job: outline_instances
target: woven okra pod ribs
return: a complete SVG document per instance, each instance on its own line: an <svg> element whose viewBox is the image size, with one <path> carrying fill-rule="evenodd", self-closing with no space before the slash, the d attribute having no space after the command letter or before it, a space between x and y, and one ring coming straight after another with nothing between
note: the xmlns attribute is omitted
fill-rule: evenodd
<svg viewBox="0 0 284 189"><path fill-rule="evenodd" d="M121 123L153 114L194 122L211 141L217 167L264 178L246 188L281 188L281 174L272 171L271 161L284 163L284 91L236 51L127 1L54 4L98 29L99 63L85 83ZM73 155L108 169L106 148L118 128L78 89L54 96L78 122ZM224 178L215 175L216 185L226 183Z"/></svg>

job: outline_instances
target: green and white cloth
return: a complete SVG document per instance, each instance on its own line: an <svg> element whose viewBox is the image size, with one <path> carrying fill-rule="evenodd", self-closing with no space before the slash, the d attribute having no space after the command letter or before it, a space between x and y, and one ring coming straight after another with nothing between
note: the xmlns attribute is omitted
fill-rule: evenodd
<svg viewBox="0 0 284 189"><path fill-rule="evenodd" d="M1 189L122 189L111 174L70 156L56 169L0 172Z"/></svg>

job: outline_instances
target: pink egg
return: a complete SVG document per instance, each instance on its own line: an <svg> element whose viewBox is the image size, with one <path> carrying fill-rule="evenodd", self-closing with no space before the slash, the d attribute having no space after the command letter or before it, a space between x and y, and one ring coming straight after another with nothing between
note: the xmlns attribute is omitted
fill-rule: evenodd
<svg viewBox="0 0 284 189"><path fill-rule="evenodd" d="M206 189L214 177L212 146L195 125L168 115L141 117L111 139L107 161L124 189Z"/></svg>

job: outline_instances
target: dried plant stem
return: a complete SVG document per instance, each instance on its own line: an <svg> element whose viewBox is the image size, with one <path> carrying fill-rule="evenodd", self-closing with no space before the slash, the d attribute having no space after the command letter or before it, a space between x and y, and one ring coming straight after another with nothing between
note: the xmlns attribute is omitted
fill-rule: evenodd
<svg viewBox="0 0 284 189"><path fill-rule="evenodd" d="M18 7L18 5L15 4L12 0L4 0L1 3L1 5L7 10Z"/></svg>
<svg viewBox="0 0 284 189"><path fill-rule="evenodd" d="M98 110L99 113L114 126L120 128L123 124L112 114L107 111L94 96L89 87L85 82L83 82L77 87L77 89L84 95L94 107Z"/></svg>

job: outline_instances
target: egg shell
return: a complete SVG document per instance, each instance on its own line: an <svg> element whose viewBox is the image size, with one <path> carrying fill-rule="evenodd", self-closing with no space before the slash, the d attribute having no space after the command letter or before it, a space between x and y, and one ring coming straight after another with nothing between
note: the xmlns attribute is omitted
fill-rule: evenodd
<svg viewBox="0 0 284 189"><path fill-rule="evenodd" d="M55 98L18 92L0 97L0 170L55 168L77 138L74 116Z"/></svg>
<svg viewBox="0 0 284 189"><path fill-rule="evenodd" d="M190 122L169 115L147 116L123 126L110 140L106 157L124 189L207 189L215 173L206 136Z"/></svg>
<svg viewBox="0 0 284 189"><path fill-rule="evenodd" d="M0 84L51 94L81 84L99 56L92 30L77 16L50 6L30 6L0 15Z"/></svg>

AIM => Reproduce all of the records above word for word, line by line, without changing anything.

OUTPUT FOR THIS EXERCISE =>
job: outline_instances
target: woven okra pod ribs
return: a complete SVG document per instance, each instance on its own line: an <svg> element whose viewBox is the image size, with one <path> carrying fill-rule="evenodd", self-closing with no space before the slash, the d attribute having no space after the command letter or before it, a space between x and y, and one ring coming straight after another with nothing between
note: the xmlns attribute is omitted
fill-rule: evenodd
<svg viewBox="0 0 284 189"><path fill-rule="evenodd" d="M121 123L153 114L194 122L211 141L217 167L264 178L246 188L281 188L281 174L272 171L271 161L284 163L284 91L236 51L127 1L54 4L98 29L99 63L85 83ZM73 155L108 169L106 148L118 128L78 89L54 96L78 122ZM224 178L215 175L216 185L226 183Z"/></svg>

job: outline_instances
target: green and white cloth
return: a complete SVG document per instance, each instance on its own line: an <svg> element whose viewBox is the image size, with one <path> carrying fill-rule="evenodd", self-closing with no space before the slash, the d attribute having no space after the command letter or before it, a space between x and y, and one ring coming straight after another with nothing between
note: the xmlns attribute is omitted
fill-rule: evenodd
<svg viewBox="0 0 284 189"><path fill-rule="evenodd" d="M1 189L122 189L111 174L70 156L56 169L0 172Z"/></svg>

job: outline_instances
target: pink egg
return: a complete SVG document per instance, each instance on its own line: an <svg> element whose viewBox is the image size, with one <path> carrying fill-rule="evenodd", self-closing with no space before the slash, the d attribute having no space after the command letter or before it, a space between x and y, and one ring coming straight after another with nothing between
note: the xmlns attribute is omitted
fill-rule: evenodd
<svg viewBox="0 0 284 189"><path fill-rule="evenodd" d="M206 189L214 177L212 146L195 125L168 115L141 117L111 139L107 161L124 189Z"/></svg>

job: outline_instances
target: dried plant stem
return: a complete SVG document per instance, each instance on its own line: an <svg> element whose viewBox is the image size, with one <path> carrying fill-rule="evenodd", self-closing with no space before the slash, the d attribute having no space after the command letter or before it, a space between x and y, and one ring coming straight after another with nothing between
note: the xmlns attribute is omitted
fill-rule: evenodd
<svg viewBox="0 0 284 189"><path fill-rule="evenodd" d="M18 7L18 5L15 4L12 0L4 0L1 3L1 5L7 10Z"/></svg>
<svg viewBox="0 0 284 189"><path fill-rule="evenodd" d="M98 110L99 113L114 126L120 128L123 124L112 114L107 111L94 96L89 87L85 82L83 82L77 87L77 89L84 95L94 107Z"/></svg>

job: outline_instances
target: egg shell
return: a complete SVG document per instance, each instance on its own line: an <svg> element whose viewBox is the image size, with one <path> carrying fill-rule="evenodd", self-closing with no space before the slash, the d attribute having no space after the command letter or before it, a space between x and y, and one ring coming straight after another with nothing between
note: the xmlns attribute is omitted
fill-rule: evenodd
<svg viewBox="0 0 284 189"><path fill-rule="evenodd" d="M55 98L18 92L0 97L0 170L55 168L77 138L74 116Z"/></svg>
<svg viewBox="0 0 284 189"><path fill-rule="evenodd" d="M190 122L169 115L147 116L123 126L110 140L106 157L124 189L207 189L215 173L206 136Z"/></svg>
<svg viewBox="0 0 284 189"><path fill-rule="evenodd" d="M0 84L51 94L81 84L99 56L92 30L77 16L50 6L30 6L0 15Z"/></svg>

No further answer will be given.